> Reading passage:

"""

I’ve heard that coffee is good for diabetes. Is that true?
The jury is still out on this one. Occasional coffee drinking may actually decrease insulin sensitivity, but drinking coffee or other high caffeine foods or beverages on a regular basis does not appear to have any detrimental effects on people with diabetes in the long run. Coffee (regular and decaffeinated) contains lots of antioxidants and magnesium which may improve insulin sensitivity. Our take-home message as ever is moderation. Here are the findings of a couple of studies.
A small study reported in February 2008 Diabetes Care however suggests that daily consumption of caffeine in coffee, tea or soft drinks can increase blood glucose levels for people with type 2 diabetes. Dr James Lane of Duke University tracked 10 people with established type 2 diabetes who drank at least two cups of coffee every day and were trying to manage their diabetes through diet, exercise and oral medications, but not extra insulin. Each had a tiny glucose monitor embedded under their abdominal skin that continuously monitored their glucose levels over a 72-hour period. The participants took capsules containing caffeine equal to about four cups of coffee on one day and then identical capsules that contained a placebo on another day. Everyone had the same nutrition drink for breakfast, but were free to eat whatever they liked for lunch and dinner. The researchers found that when the participants consumed caffeine, their average daily sugar levels went up 8%. Caffeine also exaggerated the rise in glucose after meals: increasing by 9% after breakfast, 15% after lunch and 26% after dinner. Cathy Moulton, care advisor at Diabetes UK, said: ‘Although this is interesting research, the study only examines a sample of 10 people taking pure caffeine capsules (not real coffee) for a 72-hour period, which proves very little. More research is needed before we ask people with diabetes to stop drinking coffee. The best way to control glucose levels is through healthy eating and exercise.’
A study of the dietary habits of more than 125,000 people in the US over 20 years (Annals of Internal Medicine January 2004) found that men who drank more than six cups of caffeinated coffee a day reduced their chances of getting type 2 diabetes by more than 50% compared with men in the study who didn’t drink coffee. Among the women, those who drank six or more cups a day reduced their risk of type 2 diabetes by nearly 30%. These effects could not be accounted for by lifestyle factors such as smoking, exercise or obesity. Decaffeinated coffee was also beneficial, but it had less effect than regular coffee. The researchers noted that caffeine, the best-known ingredient in regular coffee, is known to raise blood sugar and increase energy expenditure in the short term, but its long-term effects are not well understood. Coffee (both regular and decaffeinated) has lots of antioxidants like chlorogenic acid (one of the compounds responsible for the coffee flavor) and magnesium. These ingredients can actually improve sensitivity to insulin and may contribute to lowering risk of type 2 diabetes.

"""

> Required action 1: According to the coffee and diabetes reading, why does Cathy Moulton say the Duke University study proves very little? Answer in one to three sentences.
> Required action 2: Quote everything in the coffee and diabetes reading from "The jury is" down to "couple of studies.".
The material that comes next is separate from the coffee and diabetes reading.

> Extracted entries:
"""

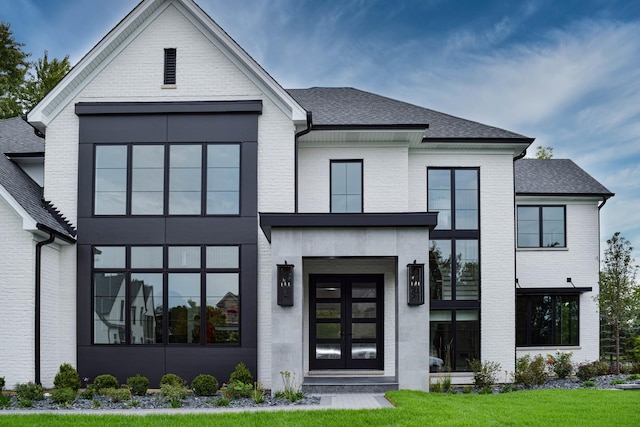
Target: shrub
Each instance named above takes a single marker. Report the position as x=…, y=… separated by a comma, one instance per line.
x=485, y=374
x=586, y=371
x=138, y=385
x=204, y=385
x=530, y=372
x=236, y=390
x=104, y=381
x=172, y=379
x=117, y=394
x=174, y=394
x=29, y=391
x=561, y=364
x=64, y=396
x=242, y=374
x=67, y=377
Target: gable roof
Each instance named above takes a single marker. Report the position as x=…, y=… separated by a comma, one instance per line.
x=558, y=177
x=127, y=29
x=20, y=191
x=334, y=107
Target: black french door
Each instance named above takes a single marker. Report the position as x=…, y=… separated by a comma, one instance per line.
x=346, y=327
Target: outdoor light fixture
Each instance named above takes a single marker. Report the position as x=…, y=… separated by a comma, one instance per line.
x=415, y=283
x=285, y=284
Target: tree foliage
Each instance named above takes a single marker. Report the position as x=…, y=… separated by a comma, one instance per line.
x=619, y=297
x=13, y=68
x=22, y=83
x=544, y=152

"""

> Your response 1: She says it proves very little because it examined only a sample of 10 people. They took pure caffeine capsules rather than real coffee, and only for a 72-hour period.

> Your response 2:
The jury is still out on this one. Occasional coffee drinking may actually decrease insulin sensitivity, but drinking coffee or other high caffeine foods or beverages on a regular basis does not appear to have any detrimental effects on people with diabetes in the long run. Coffee (regular and decaffeinated) contains lots of antioxidants and magnesium which may improve insulin sensitivity. Our take-home message as ever is moderation. Here are the findings of a couple of studies.